- _GOAL OF THE EXERCISE_: As you print the data below, keep every line exactly as it is and leave the images behind.

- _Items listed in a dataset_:
*** Begin section ***

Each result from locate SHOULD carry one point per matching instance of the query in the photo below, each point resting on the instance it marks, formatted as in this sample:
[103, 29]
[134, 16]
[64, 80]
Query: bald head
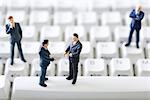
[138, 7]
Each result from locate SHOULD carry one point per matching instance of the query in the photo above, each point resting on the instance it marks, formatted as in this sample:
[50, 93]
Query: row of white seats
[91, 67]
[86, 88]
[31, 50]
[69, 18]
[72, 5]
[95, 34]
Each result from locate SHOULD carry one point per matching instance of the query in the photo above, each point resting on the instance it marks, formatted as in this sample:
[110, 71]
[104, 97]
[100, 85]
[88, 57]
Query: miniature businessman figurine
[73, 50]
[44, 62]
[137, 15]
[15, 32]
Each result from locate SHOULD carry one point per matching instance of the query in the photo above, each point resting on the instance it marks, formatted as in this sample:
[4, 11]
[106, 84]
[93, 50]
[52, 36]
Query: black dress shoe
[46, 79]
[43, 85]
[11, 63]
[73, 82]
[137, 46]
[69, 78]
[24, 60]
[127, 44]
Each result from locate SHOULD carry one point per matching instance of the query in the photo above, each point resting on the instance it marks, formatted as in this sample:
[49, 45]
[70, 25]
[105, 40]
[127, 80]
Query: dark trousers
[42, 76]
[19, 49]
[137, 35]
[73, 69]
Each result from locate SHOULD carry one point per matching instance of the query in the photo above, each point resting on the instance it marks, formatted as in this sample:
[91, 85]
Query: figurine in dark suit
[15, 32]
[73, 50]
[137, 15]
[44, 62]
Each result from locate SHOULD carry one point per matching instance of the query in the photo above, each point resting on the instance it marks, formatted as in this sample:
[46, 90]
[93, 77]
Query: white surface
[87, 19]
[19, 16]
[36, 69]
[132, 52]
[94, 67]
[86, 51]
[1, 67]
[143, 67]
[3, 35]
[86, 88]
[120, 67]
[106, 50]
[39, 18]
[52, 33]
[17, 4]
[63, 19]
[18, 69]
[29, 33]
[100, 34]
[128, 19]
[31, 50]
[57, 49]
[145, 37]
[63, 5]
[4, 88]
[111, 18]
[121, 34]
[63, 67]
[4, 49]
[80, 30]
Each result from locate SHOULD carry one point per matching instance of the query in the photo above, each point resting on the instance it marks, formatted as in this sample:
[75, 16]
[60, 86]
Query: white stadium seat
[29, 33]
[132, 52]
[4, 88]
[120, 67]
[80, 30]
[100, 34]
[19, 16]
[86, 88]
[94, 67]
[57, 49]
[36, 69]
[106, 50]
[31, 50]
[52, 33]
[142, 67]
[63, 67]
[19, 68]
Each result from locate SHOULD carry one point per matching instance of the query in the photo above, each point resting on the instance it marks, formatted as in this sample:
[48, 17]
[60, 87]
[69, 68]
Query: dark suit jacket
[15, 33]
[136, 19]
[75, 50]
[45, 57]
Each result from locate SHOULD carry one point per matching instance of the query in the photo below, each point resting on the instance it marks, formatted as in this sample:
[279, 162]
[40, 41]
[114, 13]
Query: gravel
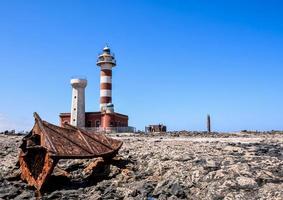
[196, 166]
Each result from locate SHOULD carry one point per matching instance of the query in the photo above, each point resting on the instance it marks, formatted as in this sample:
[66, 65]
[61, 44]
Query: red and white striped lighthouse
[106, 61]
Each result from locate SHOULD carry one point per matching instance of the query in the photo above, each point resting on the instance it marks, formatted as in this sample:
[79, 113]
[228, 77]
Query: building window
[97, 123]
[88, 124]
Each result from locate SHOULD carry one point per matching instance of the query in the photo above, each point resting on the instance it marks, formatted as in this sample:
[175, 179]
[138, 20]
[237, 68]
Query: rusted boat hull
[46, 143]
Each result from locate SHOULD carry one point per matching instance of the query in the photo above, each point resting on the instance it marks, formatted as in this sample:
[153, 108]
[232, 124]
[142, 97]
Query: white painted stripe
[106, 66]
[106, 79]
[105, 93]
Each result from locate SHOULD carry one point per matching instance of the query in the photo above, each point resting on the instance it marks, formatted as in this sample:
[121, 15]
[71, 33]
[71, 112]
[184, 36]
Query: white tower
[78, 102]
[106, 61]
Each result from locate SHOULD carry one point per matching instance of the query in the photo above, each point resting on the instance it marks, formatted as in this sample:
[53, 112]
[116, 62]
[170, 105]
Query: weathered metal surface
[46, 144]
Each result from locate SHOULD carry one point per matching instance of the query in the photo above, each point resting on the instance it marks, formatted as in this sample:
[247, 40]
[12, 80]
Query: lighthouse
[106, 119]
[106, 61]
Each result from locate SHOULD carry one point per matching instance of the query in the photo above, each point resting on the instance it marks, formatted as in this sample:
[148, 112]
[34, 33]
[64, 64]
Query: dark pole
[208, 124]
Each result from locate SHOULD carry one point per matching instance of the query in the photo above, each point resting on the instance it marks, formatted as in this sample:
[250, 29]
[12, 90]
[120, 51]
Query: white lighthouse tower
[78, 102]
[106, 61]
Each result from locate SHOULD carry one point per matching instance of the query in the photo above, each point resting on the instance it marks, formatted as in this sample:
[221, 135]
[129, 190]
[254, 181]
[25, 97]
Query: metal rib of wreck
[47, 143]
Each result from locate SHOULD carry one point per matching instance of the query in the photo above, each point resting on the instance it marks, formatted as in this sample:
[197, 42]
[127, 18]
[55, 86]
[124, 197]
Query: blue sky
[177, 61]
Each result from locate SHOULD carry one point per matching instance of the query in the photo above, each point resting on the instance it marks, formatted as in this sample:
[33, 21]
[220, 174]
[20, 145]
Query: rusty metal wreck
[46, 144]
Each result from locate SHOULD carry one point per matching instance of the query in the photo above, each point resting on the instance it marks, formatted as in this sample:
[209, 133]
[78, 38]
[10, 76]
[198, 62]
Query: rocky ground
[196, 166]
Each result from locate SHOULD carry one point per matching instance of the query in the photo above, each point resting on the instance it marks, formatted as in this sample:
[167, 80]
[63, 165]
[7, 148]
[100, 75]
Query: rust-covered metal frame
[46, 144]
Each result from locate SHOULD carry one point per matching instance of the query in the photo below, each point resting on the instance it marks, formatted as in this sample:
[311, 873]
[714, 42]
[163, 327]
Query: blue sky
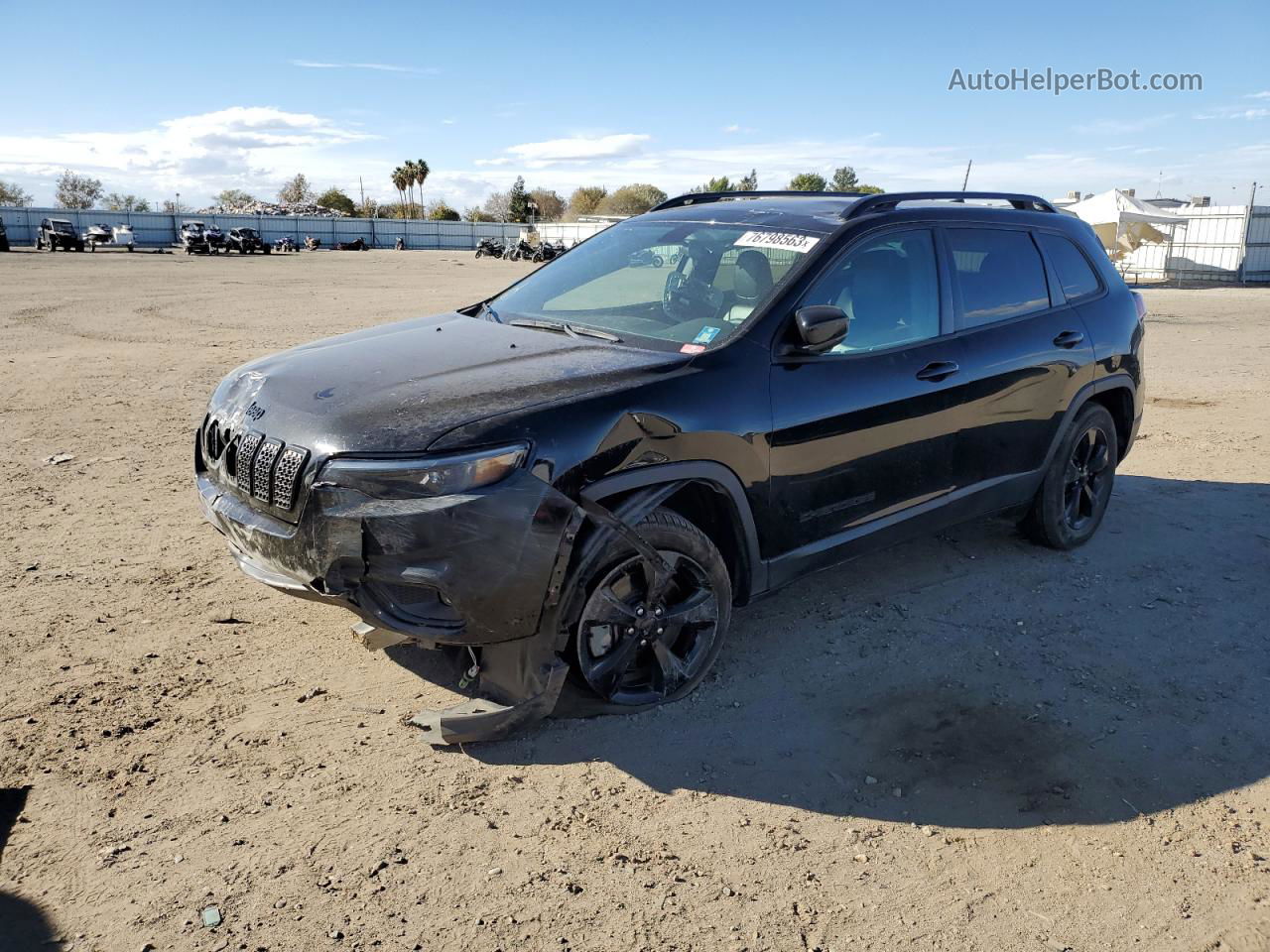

*** End section ***

- _TASK SOLUTION_:
Each result from locate SHOULD carry one point per matching instance of the query in the photo below, each point resting on the instance it marks, formatted as in this sample:
[103, 29]
[134, 16]
[64, 80]
Query: bald head
[138, 7]
Each result from locate SHOULD carry one point per matching instance of the query in the photo above, each point resting on the instance it marks, formatted as in this sample:
[50, 93]
Query: row of white seats
[91, 67]
[86, 88]
[31, 50]
[69, 18]
[72, 5]
[95, 34]
Each result from locate SHOULD carry one point per matching instance of the query in the photo above, each point resting on the instance it marks, formatted as in this sample:
[110, 71]
[104, 97]
[100, 85]
[88, 57]
Query: miniature businessman figurine
[73, 50]
[44, 62]
[137, 15]
[15, 32]
Each result from locate SHOULD carry one point per matching instance of the query in the photo above, each point resting on the instance it marks, formatted as in this sample:
[4, 11]
[106, 84]
[93, 50]
[52, 36]
Query: black dress shoe
[46, 79]
[43, 85]
[11, 63]
[73, 82]
[137, 46]
[69, 78]
[24, 60]
[127, 44]
Each result from locate SHOULD carry one point per matching instance of the query in the photo above, each point resting on the instance it marks, formatted as in this sample:
[49, 45]
[70, 25]
[105, 40]
[127, 80]
Query: dark trousers
[42, 76]
[19, 49]
[137, 35]
[73, 69]
Each result from locate SHOULD carry one point per matching instance of the query in the photo above, each point resting on the instance it marks, formatted as in this sample:
[91, 85]
Query: figurine in dark suit
[15, 32]
[73, 50]
[137, 15]
[44, 62]
Each result from locate SHOULD carry one point per matching instance of the query in the photo above, each point resting on the instance it marks, formatted as in this sample:
[46, 90]
[93, 77]
Query: white surface
[87, 19]
[19, 16]
[36, 69]
[132, 52]
[94, 67]
[86, 51]
[1, 67]
[143, 67]
[3, 35]
[86, 88]
[120, 67]
[106, 50]
[39, 18]
[52, 33]
[17, 4]
[63, 19]
[18, 69]
[29, 33]
[100, 34]
[128, 19]
[31, 50]
[57, 49]
[145, 37]
[63, 5]
[4, 88]
[111, 18]
[121, 34]
[63, 67]
[4, 49]
[80, 30]
Each result from locate SHOULD carry one point per matching instance of the query in the photo above, each point resting on the instance it marks, formatted as in this sample:
[75, 16]
[60, 86]
Query: white stadium seat
[29, 33]
[132, 52]
[4, 88]
[120, 67]
[80, 30]
[100, 34]
[19, 16]
[86, 88]
[94, 67]
[57, 49]
[36, 69]
[106, 50]
[31, 50]
[52, 33]
[142, 67]
[63, 67]
[19, 68]
Each result from locate SHOULD carry one point per matching instance of the query in the photo above, each point resting on the instance it marks, formatted as in this sample:
[48, 17]
[60, 87]
[69, 68]
Query: dark suit jacket
[15, 33]
[136, 19]
[75, 50]
[45, 57]
Each result from locate SHOULD carry one point per matching instance of the query in the photo below, each point resting on the instance it marks, formatted as in this sample:
[279, 162]
[40, 41]
[114, 13]
Query: gravel
[196, 166]
Each result from locate SHOULD carry one point per matching instance of the query in the photo above, each point resting on the instance it marks, formatted as in this sample:
[66, 65]
[61, 44]
Query: red and white striped lighthouse
[106, 61]
Each result from locate SHOULD carry one point per matching instance of the query in the photo above, each point resting on the instance it marks, formatted as in this sample:
[79, 113]
[228, 77]
Query: building window
[97, 123]
[88, 124]
Each result from locate SHOULD carry one point per matching instance of the query in the photo above, each point resting on the instance it marks, formatted as in this sample:
[175, 179]
[138, 20]
[237, 68]
Query: rusted boat hull
[46, 143]
Each result from locate SHOULD carry one point per matching instance of the query in the photo above, each point resting on the instance it marks, formatted as in this sample:
[153, 108]
[232, 124]
[142, 97]
Query: white painted stripe
[106, 66]
[106, 79]
[105, 93]
Each result from locate SHOULD carry one point per matching instance of the query in the photo above, each point resting on the instance it marks, formatted as in this sample:
[121, 15]
[71, 33]
[71, 112]
[184, 36]
Query: white tower
[78, 102]
[106, 61]
Each result from locate SHOULD carry one point per matching instance of the query in the photo above, each point resting on the instance it marks, formatted as in this sample:
[53, 112]
[116, 62]
[170, 105]
Query: weathered metal surface
[46, 144]
Each result from locate SHOULD carry one point per matching instance of the query in the photo above, each point resting on the instance it marks, formatted as in this sample:
[247, 40]
[12, 80]
Query: lighthouse
[106, 119]
[106, 61]
Each result from locate SHOULD carry one point per matching instance of the query in the photo above, each point resting on the instance it marks, formatted as in this sample:
[148, 112]
[34, 33]
[64, 64]
Query: dark pole
[208, 124]
Each result from locate SHOULD carry one point per matching instance of the query in the photo above, each point resting on the instance it marks, formatted as in this sample:
[250, 29]
[12, 90]
[120, 51]
Query: white lighthouse tower
[78, 102]
[106, 61]
Each result from locate SHOULD carry one point per matching instance of the query in the photo above, each point resting on the instance it marks, formatted as in this sample:
[221, 135]
[129, 190]
[254, 181]
[25, 97]
Query: metal rib of wreck
[47, 143]
Each result from locate SHOULD carry one point per matching instance of the query in the photo above, each point resting on the instance it marks, formatted as in this sample:
[197, 42]
[127, 18]
[55, 86]
[124, 197]
Query: blue sky
[177, 61]
Each result from locate SHOULD carry one point per matching instance of the query in the photo above, each point resting on the instance it marks, formatted as in this sample:
[33, 21]
[220, 174]
[20, 145]
Query: rusty metal wreck
[46, 144]
Each result from locate SHOULD carry one point per matching instance of the query in the photo above, each point resting on the instance it marks, formatted as in this sample:
[209, 133]
[78, 38]
[10, 76]
[198, 62]
Query: rocky ground
[196, 166]
Each result from locate SHOULD carry one point per matching instance of the query in the photo above, each point resting on the instance it marks, formatted as in this sample:
[167, 80]
[63, 165]
[7, 148]
[100, 75]
Query: rust-covered metal frame
[46, 144]
Each result from locate SHOULD carry one point per matching instance of the query in the photo below, each point resting on the instance it marks, formatted as in this sample:
[311, 873]
[714, 42]
[163, 327]
Query: blue sky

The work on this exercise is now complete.